- [What needs to be done]: Lines to be reproduced exactly: the one that holds "Practice step: locate the collapsed" and all those after it through the end of the data. Include no others.

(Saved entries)
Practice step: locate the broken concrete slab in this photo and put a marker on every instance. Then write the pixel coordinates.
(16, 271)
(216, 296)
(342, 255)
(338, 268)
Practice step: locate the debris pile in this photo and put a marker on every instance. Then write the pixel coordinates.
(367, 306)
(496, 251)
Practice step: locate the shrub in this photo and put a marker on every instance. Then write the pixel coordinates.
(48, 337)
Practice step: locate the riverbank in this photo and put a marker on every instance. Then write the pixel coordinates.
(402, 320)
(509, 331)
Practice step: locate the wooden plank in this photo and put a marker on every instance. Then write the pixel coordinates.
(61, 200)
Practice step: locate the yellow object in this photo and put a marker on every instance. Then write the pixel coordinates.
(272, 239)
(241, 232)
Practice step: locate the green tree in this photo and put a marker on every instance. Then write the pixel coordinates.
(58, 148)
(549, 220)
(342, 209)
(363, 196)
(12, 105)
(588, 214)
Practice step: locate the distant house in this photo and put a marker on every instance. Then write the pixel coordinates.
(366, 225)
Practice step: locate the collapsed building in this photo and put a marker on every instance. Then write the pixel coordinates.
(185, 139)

- [Task solution]:
Practice step: locate the collapsed building in this photo and put a marker on every instance. Then write the pixel coordinates.
(185, 139)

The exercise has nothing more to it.